— BEGIN DOCUMENT PASSAGE —

In an embodiment, the system includes an electronic user interface configured for receiving a set of information from a user. The data lake 140a is configured for storing a plurality of data attributes. The data processing support architecture 130 includes an abstraction base data set layer embedded over an underlining data structure such that the plurality of data attributes and the data structure are identified using functional objects thereby enabling the user to define a plurality of components where the base data set is identified from the data lake 140a based on the information. The processor 130a is configured for processing the information using at least one decision tree data model to extract the plurality of data attributes from the data lake 140a.

In an embodiment, the electronic user interface functions to create and maintain the plurality of components, search and view existing attributes, setup chained relationship between components and/or attributes, and/or trigger on demand execution and viewing execution output / reports.

In an embodiment, the system 100 also includes a controller 130b coupled to the processor 130a and encoded with instructions enabling the controller to function as a bot for controlling multiple components of the system for data processing and analysis.

In an embodiment, the definition engine 130c is configured for capturing a metadata associated with the plurality of attributes and storing the metadata in a metadata database.

In an embodiment, an execution engine 130d is configured for generating at least one query based on the metadata and extracting a plurality of reporting data based on the query from the data lake, where at least on report is generated based on the extracted data.

The execution engine is a layer that consists of the core engine. It uses the definitions created by the user and extracts the data into format, which can then be used for reporting.

In an embodiment, the execution engine is a black box application which is invoked every time an execution request is triggered. The execution engine also functions as load component definitions, generate SQL representation of component definitions, execute queries, and/or generate report based on a selected format. In one embodiment, the system includes a reporting layer consisting of pre-defined reporting templates that combine with the extracted data to generate different types of visualization_·

In another embodiment, the invention includes a scheduler configured to pre-execute components when required thereby enabling the report to be readily available. The scheduler is configured to schedule frequently used components and preprocess the execution in a batch mode thereby making it ready for analysis.

In an embodiment, the scheduler is configured to be invoked by an external scheduler.

In an example embodiment the server 120a may include electronic circuitry for enabling execution of various steps by the processor. The electronic circuity may have various elements including but not limited to a plurality of Arithmetic Logic Units (ALU) and Floating-Point Units (FPU), and/or the equivalents thereof. The ALU enables processing of binary integers to assist in generating a plurality of data models to be stored in the data model database 140c and associated with entity information to determine the data attributes from the data lake. In an example embodiment, the server electronic circuitry includes at least one arithmetic logic unit, floating point units (FPU), other processors, memory, storage devices, high-speed interfaces connected through buses for connecting to memory and high-speed expansion ports, and a low speed interface connecting to low speed bus and storage device. Each of the components of the electronic circuitry, are interconnected using various busses, and may be mounted on a common motherboard or in other manners as appropriate. The processor can process instructions for execution within the server 120a, including instructions stored in the memory or on the storage devices to display graphical information for a GUI on an external input/output device, such as display coupled to high speed interface. In other implementations, multiple processors and/or multiple busses may be used, as appropriate, along with multiple memories and types of memory. Also, multiple servers may be connected, with each server providing portions of the necessary operations (e.g., as a server bank, a group of blade servers, or a multi-processor system).

— END DOCUMENT PASSAGE —

PROBLEM A: Transcribe the records from their first line through the line containing "180), (80, 191)]", both ends included.

— BEGIN EXERCISE INPUTS —

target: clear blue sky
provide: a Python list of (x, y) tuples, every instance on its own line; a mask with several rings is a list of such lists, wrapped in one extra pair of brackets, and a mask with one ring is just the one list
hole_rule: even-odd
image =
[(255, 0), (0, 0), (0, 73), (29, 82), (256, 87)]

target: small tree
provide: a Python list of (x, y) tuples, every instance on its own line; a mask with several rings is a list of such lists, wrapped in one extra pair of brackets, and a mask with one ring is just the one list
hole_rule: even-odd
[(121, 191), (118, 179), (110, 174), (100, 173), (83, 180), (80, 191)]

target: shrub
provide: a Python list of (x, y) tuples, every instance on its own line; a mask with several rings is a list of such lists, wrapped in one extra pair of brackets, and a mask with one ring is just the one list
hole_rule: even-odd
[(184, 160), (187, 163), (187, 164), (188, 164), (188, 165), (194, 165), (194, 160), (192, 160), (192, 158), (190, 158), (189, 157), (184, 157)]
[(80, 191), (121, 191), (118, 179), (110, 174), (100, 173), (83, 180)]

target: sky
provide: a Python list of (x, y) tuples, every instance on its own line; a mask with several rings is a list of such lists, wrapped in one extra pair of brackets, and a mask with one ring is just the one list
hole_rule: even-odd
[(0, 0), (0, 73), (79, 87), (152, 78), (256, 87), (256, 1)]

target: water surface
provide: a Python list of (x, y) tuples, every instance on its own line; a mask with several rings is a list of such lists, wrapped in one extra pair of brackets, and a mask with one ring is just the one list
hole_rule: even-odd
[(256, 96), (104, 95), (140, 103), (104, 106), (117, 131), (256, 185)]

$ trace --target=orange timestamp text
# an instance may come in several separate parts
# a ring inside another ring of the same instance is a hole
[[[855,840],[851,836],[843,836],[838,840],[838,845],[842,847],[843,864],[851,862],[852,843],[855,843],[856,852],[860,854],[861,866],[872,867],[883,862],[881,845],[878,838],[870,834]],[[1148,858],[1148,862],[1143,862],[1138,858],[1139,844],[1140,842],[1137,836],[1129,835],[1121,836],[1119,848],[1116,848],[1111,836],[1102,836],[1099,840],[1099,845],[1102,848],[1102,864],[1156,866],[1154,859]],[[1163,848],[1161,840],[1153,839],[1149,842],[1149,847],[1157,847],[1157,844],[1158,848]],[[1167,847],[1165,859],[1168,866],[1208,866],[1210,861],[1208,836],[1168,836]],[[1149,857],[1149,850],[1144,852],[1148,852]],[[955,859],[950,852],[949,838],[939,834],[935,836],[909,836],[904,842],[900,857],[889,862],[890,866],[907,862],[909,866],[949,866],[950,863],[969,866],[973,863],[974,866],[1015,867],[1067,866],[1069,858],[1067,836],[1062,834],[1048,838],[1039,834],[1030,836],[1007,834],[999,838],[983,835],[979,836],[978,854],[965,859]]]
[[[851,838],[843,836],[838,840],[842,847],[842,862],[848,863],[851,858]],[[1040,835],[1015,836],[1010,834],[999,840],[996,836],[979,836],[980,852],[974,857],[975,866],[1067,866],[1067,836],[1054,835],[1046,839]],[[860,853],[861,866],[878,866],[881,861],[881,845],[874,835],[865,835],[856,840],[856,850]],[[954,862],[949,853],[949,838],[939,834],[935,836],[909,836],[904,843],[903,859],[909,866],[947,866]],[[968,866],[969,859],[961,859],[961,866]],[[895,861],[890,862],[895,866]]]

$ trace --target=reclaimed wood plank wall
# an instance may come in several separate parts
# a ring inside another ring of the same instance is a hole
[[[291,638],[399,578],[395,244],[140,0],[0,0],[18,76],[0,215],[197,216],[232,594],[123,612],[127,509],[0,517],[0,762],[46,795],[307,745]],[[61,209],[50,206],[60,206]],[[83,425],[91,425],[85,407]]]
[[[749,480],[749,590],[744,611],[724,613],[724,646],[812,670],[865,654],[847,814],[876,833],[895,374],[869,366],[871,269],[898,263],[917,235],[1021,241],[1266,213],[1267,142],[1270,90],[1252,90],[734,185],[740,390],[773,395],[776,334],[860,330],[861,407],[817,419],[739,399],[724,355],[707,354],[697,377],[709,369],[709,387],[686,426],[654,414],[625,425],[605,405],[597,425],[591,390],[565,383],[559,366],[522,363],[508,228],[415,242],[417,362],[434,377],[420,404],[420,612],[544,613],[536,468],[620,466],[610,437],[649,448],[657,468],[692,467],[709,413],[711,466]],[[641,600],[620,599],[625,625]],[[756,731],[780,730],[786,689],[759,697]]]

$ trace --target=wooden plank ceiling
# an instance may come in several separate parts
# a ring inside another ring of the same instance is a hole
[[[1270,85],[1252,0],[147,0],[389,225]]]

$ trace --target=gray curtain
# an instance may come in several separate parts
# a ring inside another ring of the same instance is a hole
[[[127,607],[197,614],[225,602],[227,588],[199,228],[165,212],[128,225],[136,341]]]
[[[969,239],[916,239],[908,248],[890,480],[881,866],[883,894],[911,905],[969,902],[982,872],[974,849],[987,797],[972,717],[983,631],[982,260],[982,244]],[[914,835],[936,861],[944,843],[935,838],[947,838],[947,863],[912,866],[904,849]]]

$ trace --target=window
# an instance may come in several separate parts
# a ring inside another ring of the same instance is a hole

— END EXERCISE INPUTS —

PROBLEM B: Repeat word for word the part of the data processing system passage that opens with the words containing "In an embodiment, an" and closes with "used for reporting.".

PROBLEM SOLUTION A:
target: clear blue sky
provide: a Python list of (x, y) tuples, every instance on its own line; a mask with several rings is a list of such lists, wrapped in one extra pair of brackets, and a mask with one ring is just the one list
hole_rule: even-odd
image =
[(255, 0), (0, 0), (0, 73), (29, 82), (256, 87)]

target: small tree
provide: a Python list of (x, y) tuples, every instance on its own line; a mask with several rings is a list of such lists, wrapped in one extra pair of brackets, and a mask with one ring is just the one list
hole_rule: even-odd
[(121, 191), (118, 179), (110, 174), (100, 173), (83, 180), (80, 191)]

PROBLEM SOLUTION B:
In an embodiment, an execution engine 130d is configured for generating at least one query based on the metadata and extracting a plurality of reporting data based on the query from the data lake, where at least on report is generated based on the extracted data.

The execution engine is a layer that consists of the core engine. It uses the definitions created by the user and extracts the data into format, which can then be used for reporting.